● Excerpt provided
....

Globally the right of housing is well-recognized Human Rights. In several instruments, right to adequate housing is accepted ‘as part of the right to an adequate standard of living’[21]. There is an International Bill of Rights which mentions the basic right of adequate housing to all without any discrimination. There are three Instruments which jointly form this International Bill of rights and they are-

  • The Universal Declaration of Human Rights (1948)

UDHR states that the right to adequate housing is a human right as part of the right to an adequate standard of living.[22]

  • The International Covenant on Economic, Social and Cultural Rights (1966)

This covenant is considered as the central instrument for the protection of the right to adequate housing, refers to the right of everyone to an adequate standard of living for himself and his family, including adequate food, clothing and housing, and to the continuous improvement of living conditions.[23]

  • The International Covenant on Civil and Political Rights (1966)

....

● Records provided
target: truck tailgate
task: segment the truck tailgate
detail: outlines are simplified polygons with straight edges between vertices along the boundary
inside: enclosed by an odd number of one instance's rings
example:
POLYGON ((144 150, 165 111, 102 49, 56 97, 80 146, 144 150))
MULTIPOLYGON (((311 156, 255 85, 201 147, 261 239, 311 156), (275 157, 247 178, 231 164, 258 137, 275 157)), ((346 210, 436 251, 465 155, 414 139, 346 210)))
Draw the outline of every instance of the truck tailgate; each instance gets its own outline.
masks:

....

● Exercise tasks
1. In the excerpt on the right to housing, which instrument is described as the central instrument for protecting the right to adequate housing?
2. Continue the excerpt on the right to housing from where it ends.
The records have no connection to the text on the right to adequate housing.

● Responses to the exercise
1. The International Covenant on Economic, Social and Cultural Rights (1966).

2.
Under this no one shall be subjected to arbitrary or unlawful interference with his privacy, family, home or correspondence, neither to unlawful attacks on his honor and reputation.[24]

VI. Consequences of not having adequate housing and shelter on specific groups

In a country such as India which is densely populated and consist of every strata or group of people which any society can have, there are some groups out of this which face more difficulties to fulfill there each and every basic human right. The equal treatments of these vulnerable groups may sometime not be the right approach since specific attention needs to be given to them. Generally it is often seen that the rules, policies, regulations of state are merely targeted for the majority however, this fact cannot be undermined that in recent times policies oriented for deprived sections have also been adopted. Still there is a long way to go, below mentioned are effects of housing and shelter on particular groups-

(A) Women

Women for the longest time were considered as the marginalized group of society, the sole reason for this was male dominated society in which females were considered inferior. But this remains still a fact that women in some households struggle to fulfill their minimum necessities. Housing and shelter are also one of them. This issue is more persistent in the rural areas where poverty and lack or resources adds on to it.

In general also women in any society have very limited access and rights to hold land and property, though the law sets the principle of equality but the in practice there arises number of barriers to accomplish them. Equality also doesn’t mean that laws should be gender neutral but the fact needs to be considered that some special circumstances to which women are comparatively more vulnerable such as sexual and gender based violence needs to be taken into account.

Without control over housing, land or property, women enjoy little personal or economic autonomy and are more vulnerable to abuse within the family, community and society at large[25]. Dependence of women also makes them more vulnerable and prone to poverty, homelessness and violence.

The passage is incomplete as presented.